**Selected passage**
::::
In the context of shared last-level caches for multi-core processors, a separate approach, also using spatial hashing, has recently been proposed for optimizing cache performance in a system called Talus (see Beckman, Nathan, et al “Talus: A Simple Way to Remove Cliffs in Cache Performance”, Proceedings of the 21st IEEE International Symposium on High Performance Computer Architecture (HPCA '15), San Francisco Bay Area, Calif., February 2015). Talus divides the cache into two shadow partitions (“main slices”) and controls the portion of requests served by each partition using spatial hashing. The two different partitions each preferably service different percentages of the inputs, that is, cache accesses. For its cache optimization procedure Talus takes a cache miss curve as input, and uses this curve to allocate both cache space and a fraction of the input address space to each shadow partition. Talus then attempts to optimize cache performance by operating at an efficient point along a convex hull of the miss curve.
Hardware-based techniques, such as Qureshi's UMON-DSS, have been developed to construct miss curves for processor caches that employ an LRU replacement algorithm. However, there are no known efficient techniques for more general replacement policies that are not stack algorithms. Indeed, the Talus paper explicitly notes that with known techniques, monitoring is generally impractical for policies outside the LRU family. The authors suggest further development of high-performance cache replacement policies for which miss curves can be obtained cheaply (see Beckman, cited above).
Clearly, it would be preferable to avoid needing to redesign caching algorithms just to support such monitoring. Thus, a method for performing efficient online construction of miss curves for non-LRU algorithms is highly desirable. Ideally, miss-curve construction would be able to be integrated with the cache optimization method in a unified manner. This would enable more general Talus-like performance optimizations for sophisticated caching algorithms. For example, the Adaptive Replacement Cache (ARC) and CLOCK-Pro caching policies are known to outperform LRU significantly for many workloads, and have been used in modern software-managed caches for block I/O storage systems.
Disclosed here is a general, unified method for both monitoring and optimizing the performance of a cache by partitioning its capacity into several “slices” using spatial hashing. This technique adapts to workload behavior automatically, and, significantly, is independent of the particular policy or replacement algorithm used by the cache. Each monitoring slice is responsible for caching data in a partition associated with a different subset of the input address space. The address-to-slice mapping is determined using a hash function, and associating a subset of the hash value space (such as a contiguous range) with each slice. The technique may also be used with any set of mutually exclusive caches, which need not be hierarchical.
The description of embodiments here focuses primarily on software-managed caches for storage systems, but the same basic approach can be applied more generally to a wide range of caching systems, from hardware implementations of processor caches to web-based object caching systems such as memcached.
::::
**Given data**
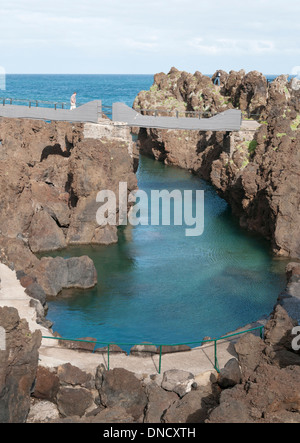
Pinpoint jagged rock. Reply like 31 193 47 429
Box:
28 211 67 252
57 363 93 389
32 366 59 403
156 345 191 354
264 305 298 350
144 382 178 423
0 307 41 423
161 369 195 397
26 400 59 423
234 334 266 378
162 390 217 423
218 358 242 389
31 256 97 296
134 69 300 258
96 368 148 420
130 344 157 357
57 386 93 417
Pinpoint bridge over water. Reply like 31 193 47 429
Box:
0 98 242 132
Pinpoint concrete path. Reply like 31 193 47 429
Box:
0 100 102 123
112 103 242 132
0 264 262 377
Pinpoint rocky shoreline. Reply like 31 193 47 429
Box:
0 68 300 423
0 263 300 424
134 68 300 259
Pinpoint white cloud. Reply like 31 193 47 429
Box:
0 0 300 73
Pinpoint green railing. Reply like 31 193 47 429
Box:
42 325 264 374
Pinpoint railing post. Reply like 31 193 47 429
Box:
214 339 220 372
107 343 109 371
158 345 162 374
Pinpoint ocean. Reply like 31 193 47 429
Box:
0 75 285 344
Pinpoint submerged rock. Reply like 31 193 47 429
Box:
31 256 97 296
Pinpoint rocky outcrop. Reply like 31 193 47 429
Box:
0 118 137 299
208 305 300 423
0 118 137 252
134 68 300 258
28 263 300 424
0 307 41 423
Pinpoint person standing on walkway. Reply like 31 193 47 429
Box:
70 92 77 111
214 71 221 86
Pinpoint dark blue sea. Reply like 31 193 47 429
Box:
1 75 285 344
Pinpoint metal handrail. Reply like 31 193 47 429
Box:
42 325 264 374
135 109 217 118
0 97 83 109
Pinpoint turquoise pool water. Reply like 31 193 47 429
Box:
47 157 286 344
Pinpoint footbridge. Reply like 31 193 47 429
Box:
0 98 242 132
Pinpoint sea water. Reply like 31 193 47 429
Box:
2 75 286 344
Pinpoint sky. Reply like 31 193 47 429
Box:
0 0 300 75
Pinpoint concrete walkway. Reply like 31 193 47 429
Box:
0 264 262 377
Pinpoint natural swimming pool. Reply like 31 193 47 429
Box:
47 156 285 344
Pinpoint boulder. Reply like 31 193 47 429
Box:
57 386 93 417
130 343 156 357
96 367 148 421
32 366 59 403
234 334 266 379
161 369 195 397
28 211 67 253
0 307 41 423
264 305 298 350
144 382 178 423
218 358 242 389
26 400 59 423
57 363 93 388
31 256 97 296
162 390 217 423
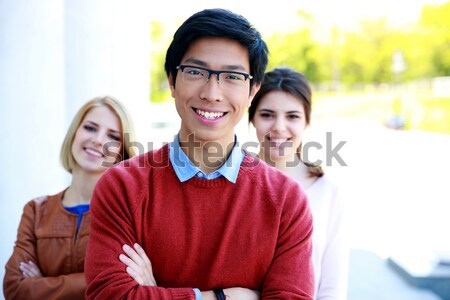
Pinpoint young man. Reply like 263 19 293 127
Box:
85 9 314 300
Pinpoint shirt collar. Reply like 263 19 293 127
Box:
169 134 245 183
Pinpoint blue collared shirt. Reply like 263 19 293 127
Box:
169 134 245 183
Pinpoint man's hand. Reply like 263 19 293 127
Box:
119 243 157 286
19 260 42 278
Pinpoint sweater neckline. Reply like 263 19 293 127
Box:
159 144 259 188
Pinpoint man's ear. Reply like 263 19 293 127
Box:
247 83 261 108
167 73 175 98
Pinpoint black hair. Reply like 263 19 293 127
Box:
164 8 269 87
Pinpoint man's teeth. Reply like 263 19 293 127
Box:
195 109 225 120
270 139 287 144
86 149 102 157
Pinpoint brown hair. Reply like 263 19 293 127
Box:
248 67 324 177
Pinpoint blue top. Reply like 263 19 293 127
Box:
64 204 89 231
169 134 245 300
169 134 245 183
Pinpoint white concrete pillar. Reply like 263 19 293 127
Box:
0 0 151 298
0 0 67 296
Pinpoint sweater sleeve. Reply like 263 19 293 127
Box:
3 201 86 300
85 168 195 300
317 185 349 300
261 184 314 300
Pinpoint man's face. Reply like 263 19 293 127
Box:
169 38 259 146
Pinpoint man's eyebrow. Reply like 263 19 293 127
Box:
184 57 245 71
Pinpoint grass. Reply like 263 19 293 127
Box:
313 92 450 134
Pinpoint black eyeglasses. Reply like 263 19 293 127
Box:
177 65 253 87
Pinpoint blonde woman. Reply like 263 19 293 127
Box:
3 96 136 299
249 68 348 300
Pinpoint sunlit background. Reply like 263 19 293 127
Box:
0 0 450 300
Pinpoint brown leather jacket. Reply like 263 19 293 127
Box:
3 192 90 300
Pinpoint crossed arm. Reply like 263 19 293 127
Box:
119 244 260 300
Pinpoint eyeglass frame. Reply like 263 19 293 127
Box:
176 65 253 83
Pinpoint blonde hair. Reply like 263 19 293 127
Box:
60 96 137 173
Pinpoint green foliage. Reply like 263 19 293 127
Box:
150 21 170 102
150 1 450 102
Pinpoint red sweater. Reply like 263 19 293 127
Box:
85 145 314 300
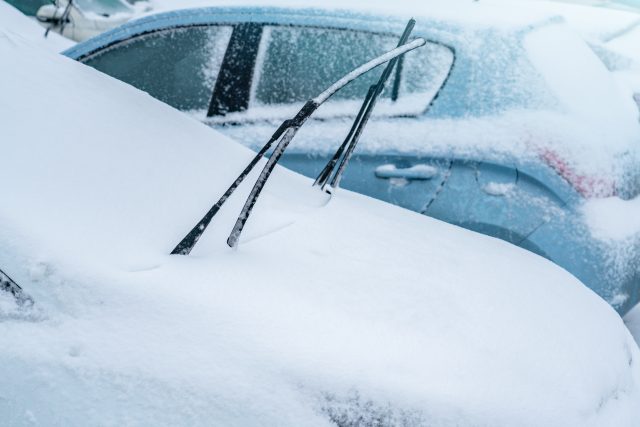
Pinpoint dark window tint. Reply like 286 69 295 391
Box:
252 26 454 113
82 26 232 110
::::
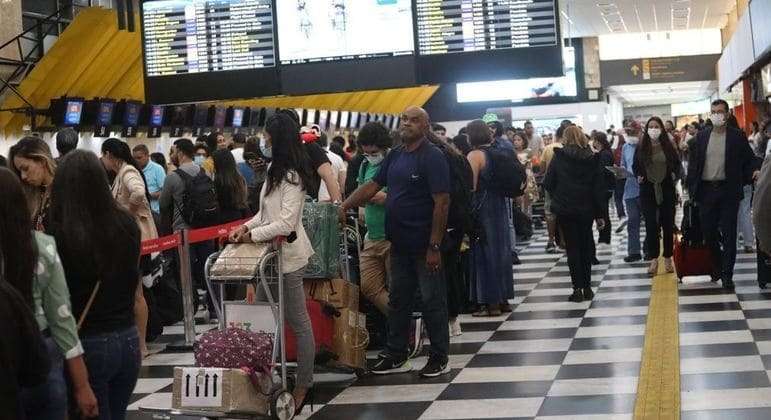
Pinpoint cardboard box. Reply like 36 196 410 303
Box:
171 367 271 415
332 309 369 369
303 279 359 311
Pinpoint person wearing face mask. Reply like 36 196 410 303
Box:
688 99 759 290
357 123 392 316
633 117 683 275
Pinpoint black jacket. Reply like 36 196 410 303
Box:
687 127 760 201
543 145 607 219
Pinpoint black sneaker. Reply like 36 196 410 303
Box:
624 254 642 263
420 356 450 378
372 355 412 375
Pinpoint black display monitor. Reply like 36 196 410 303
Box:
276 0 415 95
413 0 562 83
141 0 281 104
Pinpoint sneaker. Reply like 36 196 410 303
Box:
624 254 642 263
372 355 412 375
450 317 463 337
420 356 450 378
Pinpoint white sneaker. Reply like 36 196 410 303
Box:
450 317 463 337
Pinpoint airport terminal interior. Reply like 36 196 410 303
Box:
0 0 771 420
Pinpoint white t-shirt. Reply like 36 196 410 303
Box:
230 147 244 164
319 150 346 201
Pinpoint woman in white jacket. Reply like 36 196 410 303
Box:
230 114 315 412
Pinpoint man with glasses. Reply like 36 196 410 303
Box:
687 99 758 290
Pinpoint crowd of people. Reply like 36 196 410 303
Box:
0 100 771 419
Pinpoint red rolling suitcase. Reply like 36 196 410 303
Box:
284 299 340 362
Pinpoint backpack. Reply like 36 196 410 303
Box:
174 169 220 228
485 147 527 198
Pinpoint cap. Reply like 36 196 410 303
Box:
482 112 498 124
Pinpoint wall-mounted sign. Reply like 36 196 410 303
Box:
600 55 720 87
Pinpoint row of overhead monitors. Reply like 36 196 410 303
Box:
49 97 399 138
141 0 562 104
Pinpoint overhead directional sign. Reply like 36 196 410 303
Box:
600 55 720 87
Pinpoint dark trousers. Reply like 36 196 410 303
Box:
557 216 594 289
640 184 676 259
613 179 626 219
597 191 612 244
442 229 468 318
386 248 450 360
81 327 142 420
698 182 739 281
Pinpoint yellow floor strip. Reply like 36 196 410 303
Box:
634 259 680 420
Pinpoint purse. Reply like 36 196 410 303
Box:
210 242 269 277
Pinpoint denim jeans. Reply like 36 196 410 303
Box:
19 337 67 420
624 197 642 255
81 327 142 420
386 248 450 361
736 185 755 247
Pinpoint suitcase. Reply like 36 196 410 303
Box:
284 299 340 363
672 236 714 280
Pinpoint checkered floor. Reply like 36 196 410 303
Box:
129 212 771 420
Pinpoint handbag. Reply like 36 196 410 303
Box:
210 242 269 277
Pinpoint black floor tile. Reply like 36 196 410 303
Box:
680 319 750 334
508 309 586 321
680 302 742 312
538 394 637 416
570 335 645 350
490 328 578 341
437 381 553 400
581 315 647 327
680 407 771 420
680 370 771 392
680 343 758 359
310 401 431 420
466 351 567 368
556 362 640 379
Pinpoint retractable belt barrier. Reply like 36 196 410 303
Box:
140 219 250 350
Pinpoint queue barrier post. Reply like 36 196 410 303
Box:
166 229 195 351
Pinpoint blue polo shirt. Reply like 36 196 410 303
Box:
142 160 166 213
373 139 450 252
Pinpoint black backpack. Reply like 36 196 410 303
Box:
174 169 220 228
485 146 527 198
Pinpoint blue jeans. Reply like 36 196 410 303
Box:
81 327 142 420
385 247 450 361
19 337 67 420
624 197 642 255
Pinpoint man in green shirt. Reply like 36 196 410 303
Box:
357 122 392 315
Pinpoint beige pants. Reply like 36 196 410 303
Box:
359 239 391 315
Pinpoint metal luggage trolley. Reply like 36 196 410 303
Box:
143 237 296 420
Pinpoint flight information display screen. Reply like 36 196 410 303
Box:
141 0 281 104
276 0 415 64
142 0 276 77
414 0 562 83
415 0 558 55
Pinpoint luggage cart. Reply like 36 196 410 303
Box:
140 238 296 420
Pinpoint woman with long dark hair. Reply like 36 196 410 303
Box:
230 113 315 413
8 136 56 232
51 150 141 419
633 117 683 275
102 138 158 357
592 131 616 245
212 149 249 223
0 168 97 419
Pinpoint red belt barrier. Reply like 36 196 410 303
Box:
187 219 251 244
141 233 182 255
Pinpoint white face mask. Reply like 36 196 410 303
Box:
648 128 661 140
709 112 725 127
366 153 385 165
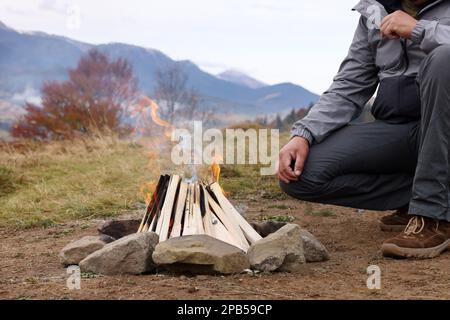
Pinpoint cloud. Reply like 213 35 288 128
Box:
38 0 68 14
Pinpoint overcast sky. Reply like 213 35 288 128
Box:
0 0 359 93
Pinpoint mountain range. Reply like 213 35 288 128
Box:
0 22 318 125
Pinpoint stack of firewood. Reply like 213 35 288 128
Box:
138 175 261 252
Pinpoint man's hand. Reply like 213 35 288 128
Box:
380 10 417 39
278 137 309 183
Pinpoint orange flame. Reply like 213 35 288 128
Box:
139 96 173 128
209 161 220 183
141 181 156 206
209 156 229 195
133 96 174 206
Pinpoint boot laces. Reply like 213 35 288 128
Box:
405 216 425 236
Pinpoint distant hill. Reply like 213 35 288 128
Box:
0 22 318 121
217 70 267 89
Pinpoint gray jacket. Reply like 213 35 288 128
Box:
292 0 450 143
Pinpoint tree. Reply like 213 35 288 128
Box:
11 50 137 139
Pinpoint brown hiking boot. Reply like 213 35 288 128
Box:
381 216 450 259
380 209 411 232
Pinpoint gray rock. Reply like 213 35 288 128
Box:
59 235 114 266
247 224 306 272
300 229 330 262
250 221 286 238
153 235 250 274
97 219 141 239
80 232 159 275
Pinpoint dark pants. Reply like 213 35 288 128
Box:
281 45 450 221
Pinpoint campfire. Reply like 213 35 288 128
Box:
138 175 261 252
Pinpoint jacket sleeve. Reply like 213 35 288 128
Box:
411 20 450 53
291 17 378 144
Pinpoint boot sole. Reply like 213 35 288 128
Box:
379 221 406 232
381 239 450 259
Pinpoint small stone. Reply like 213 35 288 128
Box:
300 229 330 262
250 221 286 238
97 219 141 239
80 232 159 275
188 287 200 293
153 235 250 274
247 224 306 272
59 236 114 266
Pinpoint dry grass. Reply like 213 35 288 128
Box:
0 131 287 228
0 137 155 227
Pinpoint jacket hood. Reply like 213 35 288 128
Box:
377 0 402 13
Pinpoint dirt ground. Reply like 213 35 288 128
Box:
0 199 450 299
::::
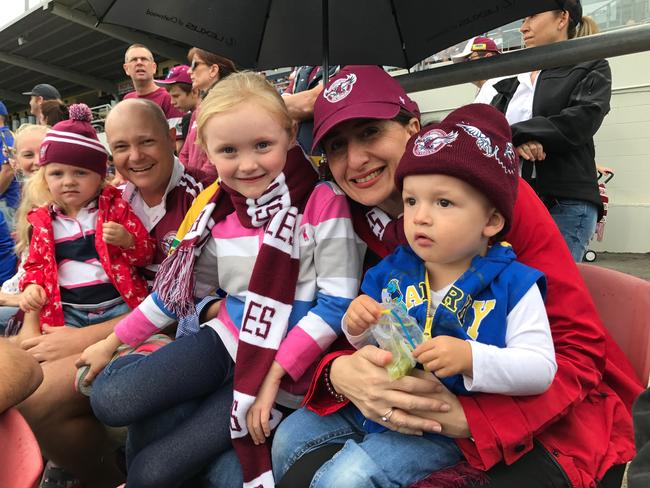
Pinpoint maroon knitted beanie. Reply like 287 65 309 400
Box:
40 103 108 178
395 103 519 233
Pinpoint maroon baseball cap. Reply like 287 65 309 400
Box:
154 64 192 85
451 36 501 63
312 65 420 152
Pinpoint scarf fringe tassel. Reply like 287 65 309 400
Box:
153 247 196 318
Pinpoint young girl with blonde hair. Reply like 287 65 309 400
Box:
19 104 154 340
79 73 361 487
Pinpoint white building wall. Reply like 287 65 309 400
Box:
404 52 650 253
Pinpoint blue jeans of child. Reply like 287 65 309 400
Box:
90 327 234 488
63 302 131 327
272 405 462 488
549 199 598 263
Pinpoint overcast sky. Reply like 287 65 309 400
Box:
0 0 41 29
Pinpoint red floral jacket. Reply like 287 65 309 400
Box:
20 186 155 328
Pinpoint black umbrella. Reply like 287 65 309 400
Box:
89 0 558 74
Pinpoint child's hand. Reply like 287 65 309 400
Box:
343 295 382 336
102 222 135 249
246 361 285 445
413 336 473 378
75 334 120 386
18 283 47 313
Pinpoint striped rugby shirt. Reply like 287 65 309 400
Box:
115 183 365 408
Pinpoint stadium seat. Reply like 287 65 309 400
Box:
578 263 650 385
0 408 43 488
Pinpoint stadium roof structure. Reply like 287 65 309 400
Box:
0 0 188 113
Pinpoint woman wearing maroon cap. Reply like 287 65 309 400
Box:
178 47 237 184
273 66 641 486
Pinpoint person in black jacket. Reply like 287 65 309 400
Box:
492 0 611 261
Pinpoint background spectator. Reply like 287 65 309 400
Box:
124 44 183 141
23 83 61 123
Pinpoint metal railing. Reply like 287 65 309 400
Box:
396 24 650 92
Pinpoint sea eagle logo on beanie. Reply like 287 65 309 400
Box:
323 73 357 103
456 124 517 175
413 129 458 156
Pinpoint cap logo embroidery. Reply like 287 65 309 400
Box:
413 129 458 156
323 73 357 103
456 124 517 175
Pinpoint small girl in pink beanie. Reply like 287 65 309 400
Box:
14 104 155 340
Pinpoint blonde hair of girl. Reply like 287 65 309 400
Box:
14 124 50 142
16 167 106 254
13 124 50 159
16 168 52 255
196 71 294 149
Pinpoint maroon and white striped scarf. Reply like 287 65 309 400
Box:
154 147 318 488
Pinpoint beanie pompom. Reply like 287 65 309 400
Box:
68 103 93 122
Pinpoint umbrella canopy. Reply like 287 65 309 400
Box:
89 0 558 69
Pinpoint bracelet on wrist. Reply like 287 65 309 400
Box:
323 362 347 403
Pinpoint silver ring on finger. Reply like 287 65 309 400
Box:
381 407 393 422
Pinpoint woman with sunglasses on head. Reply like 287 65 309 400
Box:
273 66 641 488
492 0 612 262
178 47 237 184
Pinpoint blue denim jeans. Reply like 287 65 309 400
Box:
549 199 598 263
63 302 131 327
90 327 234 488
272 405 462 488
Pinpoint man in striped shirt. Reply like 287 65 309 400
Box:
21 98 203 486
::::
**Requests**
1 > Pull out every row that contains the word "pool" and copy each one.
2 > Pick up the passage on monitoring cache performance with spatial hashing where it ends, and carry it further.

**Expected results**
1 >
Pinpoint turquoise pool water. Reply like 31 193 47 429
Pinpoint natural swimming pool. Reply like 31 193 47 429

2 >
The Spatially Hashed Approximate Reuse Distance Sampling (“SHARDS”) method disclosed in U.S. patent application Ser. No. 15/004,877 (Waldspurger, et al.), which is incorporated herein by reference, employs randomized spatial sampling, implemented by tracking only references to representative locations in a simulated cache, selected dynamically based on a function of their hash values.
According to the SHARDS method, for each location L that a workload addresses, the decision of whether or not to sample L is based on whether hash(L) satisfies at least one condition. For example, the condition hash(L) mod 100<K samples approximately K percent of the entire location space. Assuming a reasonable hash function, this effectively implements uniform random spatial sampling. The “location” L, both in SHARDS and in this invention, may be a location such as an address, or block number, or any other identifier used to designate a corresponding portion of system memory, or disk storage, or some other I/O device (for example, onboard memory of a video card, or an address to a data buffer, etc.), or any other form of device, physical or virtual, whose identifier is used to create cache entries. The only assumption is that there is some form of location identifier L that may also be used to identify a corresponding cache entry if the data at L is in fact cached.
Merely for the sake of simplicity, the various examples described below may refer to “memory”; these examples would also apply to other storage devices, however, including disks, volatile or non-volatile storage resident within I/O devices, including peripheral banks of solid-state or other storage media, etc. As before, “data” is also used here to indicate any form of stored digital information, “pure” data as well as instructions, etc.
SHARDS provides a family of techniques that employ hash-based spatial sampling to construct an MRC for a single workload efficiently. One method works for cache policies that are stack algorithms, such as LRU replacement. This approach uses sampling with a standard reuse-distance algorithm to construct a complete cache utility curve (such as an MRC) at all cache sizes in a single pass. Another more general method works with any cache policy, including non-stack algorithms such as ARC or CLOCK-Pro. This approach uses sampling with a scaled-down cache simulation (also known as a “microcosm” simulation), where the full caching algorithm is run over the sampled input with a smaller cache size that is also scaled down by a similar factor as the input. This method computes cache utility (such as a miss ratio) at a single cache size, so multiple scaled-down simulations are performed at different cache sizes, yielding discrete points along the full cache utility curve. In this application, references to the “SHARDS” method refer to this entire family of techniques, which include both single-pass reuse-distance methods and scaled-down simulation methods.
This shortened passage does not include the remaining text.